### Information provided
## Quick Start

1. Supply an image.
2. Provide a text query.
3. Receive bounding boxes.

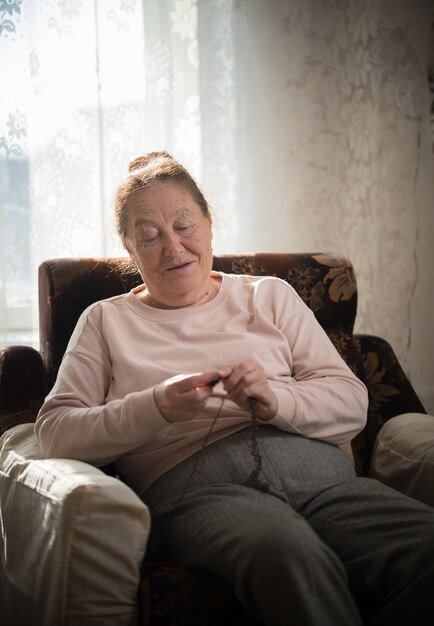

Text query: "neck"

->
[138,276,221,309]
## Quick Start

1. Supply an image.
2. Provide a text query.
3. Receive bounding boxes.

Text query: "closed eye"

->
[175,224,194,235]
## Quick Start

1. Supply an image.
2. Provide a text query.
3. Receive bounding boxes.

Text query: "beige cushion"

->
[370,413,434,506]
[0,424,150,626]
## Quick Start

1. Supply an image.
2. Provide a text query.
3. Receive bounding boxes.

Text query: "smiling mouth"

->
[166,261,192,272]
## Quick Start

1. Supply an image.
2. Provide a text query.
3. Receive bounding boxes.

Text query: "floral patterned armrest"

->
[352,335,426,475]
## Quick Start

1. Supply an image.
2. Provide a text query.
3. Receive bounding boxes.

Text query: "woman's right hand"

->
[154,370,227,422]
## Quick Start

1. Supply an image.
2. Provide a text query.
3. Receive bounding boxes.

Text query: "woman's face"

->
[125,182,212,306]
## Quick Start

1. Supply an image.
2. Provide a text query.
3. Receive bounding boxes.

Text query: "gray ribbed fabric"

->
[143,425,434,626]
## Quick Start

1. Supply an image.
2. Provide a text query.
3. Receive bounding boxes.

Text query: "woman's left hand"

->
[219,361,277,420]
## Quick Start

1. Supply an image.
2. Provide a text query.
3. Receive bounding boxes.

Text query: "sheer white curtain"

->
[0,0,434,411]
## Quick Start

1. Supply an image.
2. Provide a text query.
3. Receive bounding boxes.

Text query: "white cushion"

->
[370,413,434,506]
[0,424,150,626]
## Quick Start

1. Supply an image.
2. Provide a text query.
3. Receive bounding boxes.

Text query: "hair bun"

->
[128,150,173,172]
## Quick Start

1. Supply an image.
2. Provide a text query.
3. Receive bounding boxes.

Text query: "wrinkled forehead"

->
[128,183,206,232]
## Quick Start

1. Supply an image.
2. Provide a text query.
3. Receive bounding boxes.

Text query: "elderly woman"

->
[36,152,434,626]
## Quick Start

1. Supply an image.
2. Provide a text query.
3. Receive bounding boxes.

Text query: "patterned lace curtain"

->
[0,0,434,412]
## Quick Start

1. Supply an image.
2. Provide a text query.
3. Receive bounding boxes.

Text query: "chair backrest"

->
[39,253,363,386]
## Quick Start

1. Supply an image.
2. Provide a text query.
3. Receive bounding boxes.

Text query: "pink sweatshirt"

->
[35,274,368,493]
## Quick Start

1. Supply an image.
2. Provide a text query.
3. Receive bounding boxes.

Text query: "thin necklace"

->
[143,276,220,309]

### What is expected
Convert every line of the items above into a Markdown table with the columns Row and Item line, numbering the rows in order. Omit blank lines and leave the pictures out.

### Result of the exercise
| Row | Item line |
|---|---|
| 1 | ## Quick Start |
| 2 | 1. Supply an image. |
| 3 | 2. Provide a text query. |
| 4 | 3. Receive bounding boxes. |
| 5 | Text query: "neck" |
| 6 | -> |
| 7 | [138,276,221,309] |
| 8 | ## Quick Start |
| 9 | 1. Supply an image. |
| 10 | 2. Provide a text query. |
| 11 | 3. Receive bounding boxes. |
| 12 | Text query: "closed eye" |
| 13 | -> |
| 14 | [175,224,194,235] |
| 15 | ## Quick Start |
| 16 | 1. Supply an image. |
| 17 | 2. Provide a text query. |
| 18 | 3. Receive bounding boxes. |
| 19 | Text query: "beige cushion" |
| 20 | -> |
| 21 | [370,413,434,506] |
| 22 | [0,424,150,626] |
| 23 | ## Quick Start |
| 24 | 1. Supply an image. |
| 25 | 2. Provide a text query. |
| 26 | 3. Receive bounding boxes. |
| 27 | Text query: "smiling mouth" |
| 28 | -> |
| 29 | [166,261,192,272] |
| 30 | ## Quick Start |
| 31 | 1. Supply an image. |
| 32 | 2. Provide a text query. |
| 33 | 3. Receive bounding boxes. |
| 34 | Text query: "floral patterned armrest" |
| 35 | -> |
| 36 | [352,335,426,475] |
| 37 | ## Quick Start |
| 38 | 1. Supply an image. |
| 39 | 2. Provide a text query. |
| 40 | 3. Receive bounding boxes. |
| 41 | Text query: "woman's right hand" |
| 42 | -> |
| 43 | [154,370,227,422] |
| 44 | ## Quick Start |
| 45 | 1. Supply an image. |
| 46 | 2. Provide a text query. |
| 47 | 3. Receive bounding boxes. |
| 48 | Text query: "woman's face" |
| 49 | -> |
| 50 | [125,182,212,306] |
| 51 | ## Quick Start |
| 52 | 1. Supply an image. |
| 53 | 2. Provide a text query. |
| 54 | 3. Receive bounding boxes. |
| 55 | Text query: "gray ribbed fabric" |
| 56 | -> |
| 57 | [143,425,434,626] |
| 58 | ## Quick Start |
| 59 | 1. Supply an image. |
| 60 | 2. Provide a text query. |
| 61 | 3. Receive bounding boxes. |
| 62 | Text query: "woman's left hand" |
| 63 | -> |
| 64 | [219,361,277,420] |
| 65 | ## Quick Start |
| 66 | 1. Supply an image. |
| 67 | 2. Provide a text query. |
| 68 | 3. Receive bounding boxes. |
| 69 | Text query: "sheer white curtain" |
| 70 | -> |
| 71 | [0,0,434,411] |
| 72 | ## Quick Start |
| 73 | 1. Supply an image. |
| 74 | 2. Provide a text query. |
| 75 | 3. Receive bounding boxes. |
| 76 | Text query: "white cushion" |
| 77 | -> |
| 78 | [370,413,434,506] |
| 79 | [0,424,150,626] |
| 80 | ## Quick Start |
| 81 | 1. Supply an image. |
| 82 | 2. Provide a text query. |
| 83 | 3. Receive bounding boxes. |
| 84 | Text query: "hair bun" |
| 85 | -> |
| 86 | [128,150,173,172] |
| 87 | ## Quick Start |
| 88 | 1. Supply an image. |
| 89 | 2. Provide a text query. |
| 90 | 3. Receive bounding boxes. |
| 91 | Text query: "wrinkled forehead" |
| 92 | -> |
| 93 | [128,183,206,232] |
| 94 | ## Quick Start |
| 95 | 1. Supply an image. |
| 96 | 2. Provide a text query. |
| 97 | 3. Receive bounding boxes. |
| 98 | Text query: "elderly woman" |
| 99 | -> |
| 100 | [36,152,434,626] |
| 101 | ## Quick Start |
| 102 | 1. Supply an image. |
| 103 | 2. Provide a text query. |
| 104 | 3. Receive bounding boxes. |
| 105 | Text query: "patterned lace curtain" |
| 106 | -> |
| 107 | [0,0,434,412] |
| 108 | ## Quick Start |
| 109 | 1. Supply an image. |
| 110 | 2. Provide a text query. |
| 111 | 3. Receive bounding boxes. |
| 112 | Text query: "chair backrest" |
| 113 | -> |
| 114 | [39,253,363,386] |
| 115 | ## Quick Start |
| 116 | 1. Supply an image. |
| 117 | 2. Provide a text query. |
| 118 | 3. Receive bounding boxes. |
| 119 | Text query: "pink sweatshirt" |
| 120 | -> |
| 121 | [35,274,368,493] |
| 122 | ## Quick Start |
| 123 | 1. Supply an image. |
| 124 | 2. Provide a text query. |
| 125 | 3. Receive bounding boxes. |
| 126 | Text query: "thin necklace" |
| 127 | -> |
| 128 | [143,276,220,309] |